Content starts

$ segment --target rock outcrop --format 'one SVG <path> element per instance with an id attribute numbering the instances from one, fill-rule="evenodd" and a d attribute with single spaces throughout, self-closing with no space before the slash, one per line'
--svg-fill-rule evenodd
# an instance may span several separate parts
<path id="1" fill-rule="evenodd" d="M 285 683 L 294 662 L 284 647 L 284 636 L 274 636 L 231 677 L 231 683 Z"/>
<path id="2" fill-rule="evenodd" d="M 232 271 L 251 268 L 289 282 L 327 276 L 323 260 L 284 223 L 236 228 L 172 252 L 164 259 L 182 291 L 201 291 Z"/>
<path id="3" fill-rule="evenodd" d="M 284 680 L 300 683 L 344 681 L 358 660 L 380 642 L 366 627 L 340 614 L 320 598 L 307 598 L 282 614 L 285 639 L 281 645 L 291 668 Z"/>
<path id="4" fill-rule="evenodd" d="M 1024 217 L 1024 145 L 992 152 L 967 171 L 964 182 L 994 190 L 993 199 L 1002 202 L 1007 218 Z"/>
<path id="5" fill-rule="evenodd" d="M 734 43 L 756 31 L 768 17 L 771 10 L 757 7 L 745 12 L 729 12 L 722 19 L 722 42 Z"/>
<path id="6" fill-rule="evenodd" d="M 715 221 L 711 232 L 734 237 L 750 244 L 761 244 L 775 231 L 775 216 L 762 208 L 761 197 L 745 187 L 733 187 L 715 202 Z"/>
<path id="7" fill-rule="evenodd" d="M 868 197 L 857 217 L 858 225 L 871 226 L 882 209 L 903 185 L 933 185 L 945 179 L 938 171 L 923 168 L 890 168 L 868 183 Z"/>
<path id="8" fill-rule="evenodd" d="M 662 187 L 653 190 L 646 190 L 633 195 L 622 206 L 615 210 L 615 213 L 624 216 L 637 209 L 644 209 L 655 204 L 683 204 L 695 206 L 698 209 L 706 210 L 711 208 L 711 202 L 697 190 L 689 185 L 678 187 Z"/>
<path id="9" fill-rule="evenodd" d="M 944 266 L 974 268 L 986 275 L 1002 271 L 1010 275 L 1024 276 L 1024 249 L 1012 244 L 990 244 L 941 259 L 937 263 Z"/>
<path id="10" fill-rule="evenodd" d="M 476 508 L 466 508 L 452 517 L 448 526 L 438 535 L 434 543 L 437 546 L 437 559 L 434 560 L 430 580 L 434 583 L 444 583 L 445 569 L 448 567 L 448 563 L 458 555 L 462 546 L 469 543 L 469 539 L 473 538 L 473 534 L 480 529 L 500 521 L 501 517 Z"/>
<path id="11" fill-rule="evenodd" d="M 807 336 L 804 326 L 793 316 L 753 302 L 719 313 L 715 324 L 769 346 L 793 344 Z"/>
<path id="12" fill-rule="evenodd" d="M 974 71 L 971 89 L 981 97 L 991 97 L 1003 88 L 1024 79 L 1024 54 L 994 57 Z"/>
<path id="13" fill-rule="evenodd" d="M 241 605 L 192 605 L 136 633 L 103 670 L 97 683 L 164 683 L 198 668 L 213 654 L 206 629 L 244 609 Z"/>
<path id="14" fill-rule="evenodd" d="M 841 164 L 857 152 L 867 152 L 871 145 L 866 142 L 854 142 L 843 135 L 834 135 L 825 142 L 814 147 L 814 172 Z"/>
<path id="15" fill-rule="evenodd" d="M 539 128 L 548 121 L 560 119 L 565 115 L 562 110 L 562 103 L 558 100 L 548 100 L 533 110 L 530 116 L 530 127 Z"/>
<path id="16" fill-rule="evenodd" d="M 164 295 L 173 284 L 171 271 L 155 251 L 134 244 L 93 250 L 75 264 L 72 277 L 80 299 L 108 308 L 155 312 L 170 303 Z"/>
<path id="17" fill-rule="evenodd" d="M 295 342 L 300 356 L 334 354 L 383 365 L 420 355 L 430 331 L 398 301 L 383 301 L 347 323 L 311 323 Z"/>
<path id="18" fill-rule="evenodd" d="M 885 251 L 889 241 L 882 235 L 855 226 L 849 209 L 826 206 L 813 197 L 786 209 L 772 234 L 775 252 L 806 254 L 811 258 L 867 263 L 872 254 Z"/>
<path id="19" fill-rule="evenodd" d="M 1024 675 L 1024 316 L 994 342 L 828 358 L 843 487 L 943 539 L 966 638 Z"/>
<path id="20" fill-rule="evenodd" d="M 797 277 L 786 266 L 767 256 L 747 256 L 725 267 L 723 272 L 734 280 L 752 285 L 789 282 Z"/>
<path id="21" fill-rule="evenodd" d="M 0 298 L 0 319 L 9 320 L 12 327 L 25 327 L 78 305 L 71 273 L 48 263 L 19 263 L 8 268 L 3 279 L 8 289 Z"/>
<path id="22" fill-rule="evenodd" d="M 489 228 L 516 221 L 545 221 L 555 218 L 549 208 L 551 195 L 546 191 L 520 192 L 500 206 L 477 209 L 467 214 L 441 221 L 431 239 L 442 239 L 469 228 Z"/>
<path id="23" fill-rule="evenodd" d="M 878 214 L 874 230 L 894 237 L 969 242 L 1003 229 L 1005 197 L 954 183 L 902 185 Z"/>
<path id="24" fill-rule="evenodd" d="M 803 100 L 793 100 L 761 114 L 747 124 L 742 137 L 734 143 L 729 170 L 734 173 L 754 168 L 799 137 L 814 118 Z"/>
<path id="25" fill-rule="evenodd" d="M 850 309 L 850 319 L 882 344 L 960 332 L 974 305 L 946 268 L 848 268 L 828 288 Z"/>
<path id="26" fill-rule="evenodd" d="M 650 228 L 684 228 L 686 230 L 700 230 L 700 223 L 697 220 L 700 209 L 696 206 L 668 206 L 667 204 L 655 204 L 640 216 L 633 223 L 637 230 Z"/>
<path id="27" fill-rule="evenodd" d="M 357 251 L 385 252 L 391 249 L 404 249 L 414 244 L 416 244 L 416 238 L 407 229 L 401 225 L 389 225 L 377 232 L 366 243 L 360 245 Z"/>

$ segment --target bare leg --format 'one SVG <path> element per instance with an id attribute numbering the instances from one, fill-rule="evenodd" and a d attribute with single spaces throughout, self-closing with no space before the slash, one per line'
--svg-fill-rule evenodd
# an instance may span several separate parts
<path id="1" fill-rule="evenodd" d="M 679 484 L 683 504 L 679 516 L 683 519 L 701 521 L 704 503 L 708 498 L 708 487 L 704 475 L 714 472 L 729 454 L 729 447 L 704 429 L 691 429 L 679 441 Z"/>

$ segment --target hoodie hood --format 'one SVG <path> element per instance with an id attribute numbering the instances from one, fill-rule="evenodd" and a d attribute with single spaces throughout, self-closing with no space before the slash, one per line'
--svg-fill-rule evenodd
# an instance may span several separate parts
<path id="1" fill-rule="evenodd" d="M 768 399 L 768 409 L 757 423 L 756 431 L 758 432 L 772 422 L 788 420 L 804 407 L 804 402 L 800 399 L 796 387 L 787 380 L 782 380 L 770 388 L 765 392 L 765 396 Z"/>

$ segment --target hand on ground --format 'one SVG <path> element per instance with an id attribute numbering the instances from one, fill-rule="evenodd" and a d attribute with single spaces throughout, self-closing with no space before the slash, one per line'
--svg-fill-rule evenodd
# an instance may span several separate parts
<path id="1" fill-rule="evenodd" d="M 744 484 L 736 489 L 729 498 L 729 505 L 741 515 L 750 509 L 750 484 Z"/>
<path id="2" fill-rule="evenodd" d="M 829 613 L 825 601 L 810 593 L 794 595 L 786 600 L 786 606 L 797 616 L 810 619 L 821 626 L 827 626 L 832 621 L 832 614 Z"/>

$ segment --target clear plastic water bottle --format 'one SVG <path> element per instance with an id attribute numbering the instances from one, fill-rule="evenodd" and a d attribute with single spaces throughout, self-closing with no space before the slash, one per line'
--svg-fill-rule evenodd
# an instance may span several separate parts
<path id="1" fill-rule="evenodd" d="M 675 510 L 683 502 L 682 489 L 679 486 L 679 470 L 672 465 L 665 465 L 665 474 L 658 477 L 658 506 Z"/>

Content ends

**WORK REQUIRED**
Answer with the exact lines running from the one that contains "segment --target clear" through the last line of the data. Include no other line.

**SOLVED PROBLEM**
$ segment --target clear plastic water bottle --format 'one SVG <path> element per instance with an id attribute numbering the instances from one, fill-rule="evenodd" and a d attribute with single spaces throughout, self-closing with no space before the slash, one per line'
--svg-fill-rule evenodd
# an instance may span several separate parts
<path id="1" fill-rule="evenodd" d="M 675 510 L 683 502 L 682 489 L 679 486 L 679 470 L 672 465 L 665 465 L 665 474 L 658 477 L 658 506 Z"/>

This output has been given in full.